After graduating from Metu University in Mechanical Engineering in 1973, I first worked as an engineer in a public machinery manufacturing factory for eleven years. During this period, many foreign delegations visit the factory. They asked for the price of manufacture in accordance with their designs. We had several hours of meetings in the factory meeting room. I did simultaneous translation during meetings and interviews. I wrote the letters of proposal, prepared them in English and Turkish and had them signed, we signed contracts within the limits of the possibilities of the public establishment, we received orders, we manufactured and delivered. We collected money.
Then I worked for Turkish-American joint ventures, we also held meetings with buyers and sellers. This time, I was the simultaneous technical translator for the foreign general manager. We read and reviewed many pages of contract documents, we prepared proposal documents and letters in English.
If the job is just to translate the written text, it’s relatively easy. If you have difficulty, you use a dictionary. Nowadays, “google translate” is used. However, if the job to be done is fast and instantaneous improvised simultaneous interpretation, you don’t have the right to waste a second, you don’t have the luxury of skipping words. Simultaneous verbal, rapid and instantaneous interpretation is very difficult. When you are done, there is nothing left in your memory. You don’t remember much of what was said, if you have the luxury of sitting down and taking notes, you write what was said in the main headings and then fill in the blanks.

Region labeling records:
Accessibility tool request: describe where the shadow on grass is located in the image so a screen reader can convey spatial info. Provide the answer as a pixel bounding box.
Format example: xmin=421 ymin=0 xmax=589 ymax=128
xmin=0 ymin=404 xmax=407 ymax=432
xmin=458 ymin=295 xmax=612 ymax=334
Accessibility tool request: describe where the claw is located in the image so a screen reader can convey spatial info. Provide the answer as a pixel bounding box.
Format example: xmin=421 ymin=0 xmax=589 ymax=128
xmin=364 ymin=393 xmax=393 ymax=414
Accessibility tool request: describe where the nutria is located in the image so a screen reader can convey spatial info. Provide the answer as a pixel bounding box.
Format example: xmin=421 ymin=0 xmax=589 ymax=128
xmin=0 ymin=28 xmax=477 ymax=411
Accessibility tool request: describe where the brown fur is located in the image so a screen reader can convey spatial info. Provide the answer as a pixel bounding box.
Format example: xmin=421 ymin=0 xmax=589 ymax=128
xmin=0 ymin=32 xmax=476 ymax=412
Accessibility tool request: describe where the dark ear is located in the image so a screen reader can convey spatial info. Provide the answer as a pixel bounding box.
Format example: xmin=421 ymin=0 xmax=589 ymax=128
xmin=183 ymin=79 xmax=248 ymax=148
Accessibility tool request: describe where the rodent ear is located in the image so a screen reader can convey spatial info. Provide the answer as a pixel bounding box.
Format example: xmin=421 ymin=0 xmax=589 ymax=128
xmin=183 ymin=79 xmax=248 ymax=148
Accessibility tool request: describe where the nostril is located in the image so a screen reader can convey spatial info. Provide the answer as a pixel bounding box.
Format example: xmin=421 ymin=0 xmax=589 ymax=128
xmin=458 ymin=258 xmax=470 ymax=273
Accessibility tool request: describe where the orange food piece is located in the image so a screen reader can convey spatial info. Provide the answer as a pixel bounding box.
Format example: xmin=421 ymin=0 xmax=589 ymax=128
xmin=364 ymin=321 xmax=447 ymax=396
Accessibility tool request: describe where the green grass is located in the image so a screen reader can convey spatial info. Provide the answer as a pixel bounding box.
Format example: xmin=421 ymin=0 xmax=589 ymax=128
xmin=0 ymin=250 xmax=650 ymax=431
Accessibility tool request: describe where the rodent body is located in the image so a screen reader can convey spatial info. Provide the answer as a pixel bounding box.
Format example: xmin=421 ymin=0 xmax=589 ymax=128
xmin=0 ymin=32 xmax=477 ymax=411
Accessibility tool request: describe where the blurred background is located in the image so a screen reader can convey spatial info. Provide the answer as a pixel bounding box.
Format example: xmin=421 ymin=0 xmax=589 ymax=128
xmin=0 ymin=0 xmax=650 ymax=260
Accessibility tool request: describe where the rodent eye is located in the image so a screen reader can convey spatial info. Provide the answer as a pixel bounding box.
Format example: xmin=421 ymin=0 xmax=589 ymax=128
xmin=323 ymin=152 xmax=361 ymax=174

== Stated task A ==
Summarize the passage in two sentences.
== Stated task B ==
Write out the part of the passage that runs from "After graduating from" up to and including "We collected money.".
== Stated task C ==
The passage describes the factory's work with foreign delegations, from the letters of proposal through to payment. List each step in that sequence, in the order given.

== Final answer A ==
After graduating in Mechanical Engineering from Metu University in 1973, the narrator spent eleven years as an engineer at a public machinery factory and later worked for Turkish-American joint ventures, doing simultaneous translation in meetings and preparing proposal letters and documents in English. Translating written text is described as relatively easy with a dictionary or "google translate," but fast, improvised simultaneous interpretation is called very difficult, leaving little in memory unless notes can be taken.

== Final answer B ==
After graduating from Metu University in Mechanical Engineering in 1973, I first worked as an engineer in a public machinery manufacturing factory for eleven years. During this period, many foreign delegations visit the factory. They asked for the price of manufacture in accordance with their designs. We had several hours of meetings in the factory meeting room. I did simultaneous translation during meetings and interviews. I wrote the letters of proposal, prepared them in English and Turkish and had them signed, we signed contracts within the limits of the possibilities of the public establishment, we received orders, we manufactured and delivered. We collected money.

== Final answer C ==
- Wrote the letters of proposal, prepared them in English and Turkish, and had them signed
- Signed contracts
- Received orders
- Manufactured
- Delivered
- Collected money